The purpose of this notebook is to generate short passages that contain names in context. This will be used to train an NER model that can identify names.

In [1]:
import pandas as pd
import os
import string
import random
import json


from huggingface_hub import InferenceClient
from dotenv import load_dotenv
from datasets import Dataset

load_dotenv("../../.env")

client = InferenceClient(token=os.environ["HF_TOKEN"])

In [2]:
settings = [
    "family event",
    "wedding",
    "reunion",
    "birthday",
    "holiday",
    "workplace scenario",
    "office meeting",
    "conference",
    "team event",
    "educational setting",
    "classroom",
    "lecture",
    "graduation",
    "social gathering",
    "party",
    "community event",
    "club meeting",
    "travel scenario",
    "tour",
    "cruise",
    "group trip"

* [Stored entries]
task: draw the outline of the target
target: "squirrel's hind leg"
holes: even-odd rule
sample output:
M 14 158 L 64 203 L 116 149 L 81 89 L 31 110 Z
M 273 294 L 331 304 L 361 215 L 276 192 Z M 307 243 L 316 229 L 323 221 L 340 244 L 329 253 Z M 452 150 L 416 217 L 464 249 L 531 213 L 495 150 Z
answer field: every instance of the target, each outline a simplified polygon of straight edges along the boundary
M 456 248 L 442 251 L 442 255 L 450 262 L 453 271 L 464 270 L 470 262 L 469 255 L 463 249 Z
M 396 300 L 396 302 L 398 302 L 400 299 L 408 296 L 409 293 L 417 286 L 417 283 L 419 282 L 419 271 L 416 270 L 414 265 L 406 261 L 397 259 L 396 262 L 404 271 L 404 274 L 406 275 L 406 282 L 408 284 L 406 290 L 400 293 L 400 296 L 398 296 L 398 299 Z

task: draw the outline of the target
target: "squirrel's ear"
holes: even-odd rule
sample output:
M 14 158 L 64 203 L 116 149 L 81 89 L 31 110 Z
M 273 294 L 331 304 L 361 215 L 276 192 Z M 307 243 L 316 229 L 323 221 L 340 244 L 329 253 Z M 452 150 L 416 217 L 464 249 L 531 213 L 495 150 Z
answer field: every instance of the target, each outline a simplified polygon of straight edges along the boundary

* [List of tasks]
(1) Reproduce every one of the stored rows verbatim, from the first line to the last.
(2) Write the next part of the notebook on generating short passages with names for NER training, starting right after its last line.

* [The responses]
(1)
task: draw the outline of the target
target: "squirrel's hind leg"
holes: even-odd rule
sample output:
M 14 158 L 64 203 L 116 149 L 81 89 L 31 110 Z
M 273 294 L 331 304 L 361 215 L 276 192 Z M 307 243 L 316 229 L 323 221 L 340 244 L 329 253 Z M 452 150 L 416 217 L 464 249 L 531 213 L 495 150 Z
answer field: every instance of the target, each outline a simplified polygon of straight edges along the boundary
M 456 248 L 442 251 L 442 255 L 450 262 L 453 271 L 464 270 L 470 262 L 469 255 L 463 249 Z
M 396 300 L 396 302 L 398 302 L 400 299 L 408 296 L 409 293 L 417 286 L 417 283 L 419 282 L 419 271 L 416 270 L 414 265 L 406 261 L 397 259 L 396 262 L 404 271 L 404 274 L 406 275 L 406 282 L 408 284 L 406 290 L 400 293 L 400 296 L 398 296 L 398 299 Z

task: draw the outline of the target
target: "squirrel's ear"
holes: even-odd rule
sample output:
M 14 158 L 64 203 L 116 149 L 81 89 L 31 110 Z
M 273 294 L 331 304 L 361 215 L 276 192 Z M 307 243 L 316 229 L 323 221 L 340 244 L 329 253 Z M 452 150 L 416 217 L 464 249 L 531 213 L 495 150 Z
answer field: every instance of the target, each outline a simplified polygon of straight edges along the boundary

(2)
]

age_groups = [
    "children",
    "teenagers",
    "adults",
    "elders",
    "young adults",
    "middle-aged adults",
]

professions = [
    "teacher",
    "doctor",
    "engineer",
    "artist",
]

relationships = [
    "familial",
    "romantic",
    "professional",
    "sibling",
    "cousin",
    "grandparent",
    "colleague",
    "boss",
    "employee",
    "friend",
    "acquaintance",
    "club member",
    "teammate",
]

In [3]:
prompt = """
Write 1 paragraph about 3-5 people at a family event. 
There are children and parents. 
Mention the following names multiple times: Sandra, Achraf, Dayo, and Maria. 

Do not include a preamble.

Paragraph:

""".lstrip()


try:
    r = client.post(
        json={
            "inputs": prompt,
            "parameters": {
                "max_new_tokens": 300,
                "top_k": 50,
                "temperature": 1.0,
                "return_full_text": False,
                "stop": ["\n\n"]
            },
            "options": {"use_cache": False},
        },
        model="mistralai/Mixtral-8x7B-Instruct-v0.1",
    )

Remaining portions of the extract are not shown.